## BEGIN DATASET ENTRIES

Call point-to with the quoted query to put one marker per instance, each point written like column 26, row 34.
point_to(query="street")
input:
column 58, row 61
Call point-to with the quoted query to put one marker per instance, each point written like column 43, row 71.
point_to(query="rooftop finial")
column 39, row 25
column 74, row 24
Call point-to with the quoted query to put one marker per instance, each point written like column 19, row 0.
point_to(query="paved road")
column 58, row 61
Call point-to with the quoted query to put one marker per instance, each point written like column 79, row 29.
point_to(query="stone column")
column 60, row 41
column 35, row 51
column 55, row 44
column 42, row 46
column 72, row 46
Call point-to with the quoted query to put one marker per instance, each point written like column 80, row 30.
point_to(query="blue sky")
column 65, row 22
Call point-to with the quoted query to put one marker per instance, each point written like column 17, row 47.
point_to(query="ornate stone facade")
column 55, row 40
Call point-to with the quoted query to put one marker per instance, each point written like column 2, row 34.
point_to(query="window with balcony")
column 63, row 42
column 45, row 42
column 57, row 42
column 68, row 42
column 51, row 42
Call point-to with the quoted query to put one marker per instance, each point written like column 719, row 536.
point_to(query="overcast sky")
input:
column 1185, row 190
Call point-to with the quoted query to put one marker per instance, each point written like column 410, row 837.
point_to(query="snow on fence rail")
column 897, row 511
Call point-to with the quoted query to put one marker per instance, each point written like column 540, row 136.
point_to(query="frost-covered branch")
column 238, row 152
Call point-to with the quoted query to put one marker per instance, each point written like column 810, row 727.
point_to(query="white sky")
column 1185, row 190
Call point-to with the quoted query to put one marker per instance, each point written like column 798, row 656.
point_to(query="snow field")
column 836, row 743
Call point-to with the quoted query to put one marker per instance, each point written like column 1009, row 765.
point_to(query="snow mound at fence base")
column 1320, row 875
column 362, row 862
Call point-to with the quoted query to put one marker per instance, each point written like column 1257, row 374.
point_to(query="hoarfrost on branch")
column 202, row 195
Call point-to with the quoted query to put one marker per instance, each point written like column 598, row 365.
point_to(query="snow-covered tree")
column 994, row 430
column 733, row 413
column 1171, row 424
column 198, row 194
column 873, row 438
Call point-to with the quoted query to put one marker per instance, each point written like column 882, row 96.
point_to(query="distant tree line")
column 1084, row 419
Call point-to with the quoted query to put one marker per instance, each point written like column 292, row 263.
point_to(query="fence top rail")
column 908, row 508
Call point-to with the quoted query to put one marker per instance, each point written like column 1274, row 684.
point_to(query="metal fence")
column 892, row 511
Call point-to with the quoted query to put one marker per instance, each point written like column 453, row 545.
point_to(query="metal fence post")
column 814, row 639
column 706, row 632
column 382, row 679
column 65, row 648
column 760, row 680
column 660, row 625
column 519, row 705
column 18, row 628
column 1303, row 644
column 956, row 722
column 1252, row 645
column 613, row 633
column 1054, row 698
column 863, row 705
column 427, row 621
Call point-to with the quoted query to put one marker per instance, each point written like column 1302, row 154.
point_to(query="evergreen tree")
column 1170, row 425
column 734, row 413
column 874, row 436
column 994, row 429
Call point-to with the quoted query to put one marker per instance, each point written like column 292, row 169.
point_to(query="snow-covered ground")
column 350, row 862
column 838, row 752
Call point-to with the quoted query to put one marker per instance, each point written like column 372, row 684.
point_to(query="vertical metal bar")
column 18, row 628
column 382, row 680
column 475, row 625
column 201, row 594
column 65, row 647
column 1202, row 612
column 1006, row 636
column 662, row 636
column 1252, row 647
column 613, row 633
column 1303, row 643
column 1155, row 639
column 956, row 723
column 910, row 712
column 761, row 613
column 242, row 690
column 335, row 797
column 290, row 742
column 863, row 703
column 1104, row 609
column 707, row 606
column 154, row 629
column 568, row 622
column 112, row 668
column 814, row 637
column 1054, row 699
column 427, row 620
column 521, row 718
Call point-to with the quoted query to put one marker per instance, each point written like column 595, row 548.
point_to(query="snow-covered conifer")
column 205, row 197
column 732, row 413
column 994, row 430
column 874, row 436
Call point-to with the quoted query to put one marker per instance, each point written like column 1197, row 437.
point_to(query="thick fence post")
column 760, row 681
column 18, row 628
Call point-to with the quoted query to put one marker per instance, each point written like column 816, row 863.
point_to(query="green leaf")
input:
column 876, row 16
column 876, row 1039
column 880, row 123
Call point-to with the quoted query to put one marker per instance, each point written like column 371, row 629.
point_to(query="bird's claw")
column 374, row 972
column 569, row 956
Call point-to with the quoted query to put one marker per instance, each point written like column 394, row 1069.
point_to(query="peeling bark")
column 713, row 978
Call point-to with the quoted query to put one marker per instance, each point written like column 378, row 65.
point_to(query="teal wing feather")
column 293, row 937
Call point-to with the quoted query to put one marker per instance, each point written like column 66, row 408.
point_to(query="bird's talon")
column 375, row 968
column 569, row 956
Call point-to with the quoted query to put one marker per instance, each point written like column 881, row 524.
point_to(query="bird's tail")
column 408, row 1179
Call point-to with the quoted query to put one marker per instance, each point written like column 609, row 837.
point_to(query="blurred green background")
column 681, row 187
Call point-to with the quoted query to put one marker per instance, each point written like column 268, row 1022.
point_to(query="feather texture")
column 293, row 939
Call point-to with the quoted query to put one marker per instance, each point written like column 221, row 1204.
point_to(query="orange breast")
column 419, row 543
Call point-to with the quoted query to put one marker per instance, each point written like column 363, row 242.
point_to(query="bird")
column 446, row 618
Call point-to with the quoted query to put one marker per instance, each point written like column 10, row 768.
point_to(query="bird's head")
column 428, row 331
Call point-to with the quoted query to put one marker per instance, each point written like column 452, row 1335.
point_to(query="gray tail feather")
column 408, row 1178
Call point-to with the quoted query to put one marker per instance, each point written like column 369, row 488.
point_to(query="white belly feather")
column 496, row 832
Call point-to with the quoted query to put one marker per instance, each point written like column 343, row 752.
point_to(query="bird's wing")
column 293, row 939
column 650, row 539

## END DATASET ENTRIES

WHAT TO WORK ON — Print the lines of the listing verbatim, beginning at the line containing "column 19, row 0." and ending after the line containing "column 72, row 46".

OUTPUT BELOW —
Call point-to with the quoted query to put one marker per instance, each point written like column 19, row 0.
point_to(query="paved road")
column 58, row 61
Call point-to with the quoted query to put one marker per instance, each point written like column 79, row 29.
point_to(query="stone column")
column 60, row 41
column 35, row 51
column 55, row 44
column 42, row 46
column 72, row 46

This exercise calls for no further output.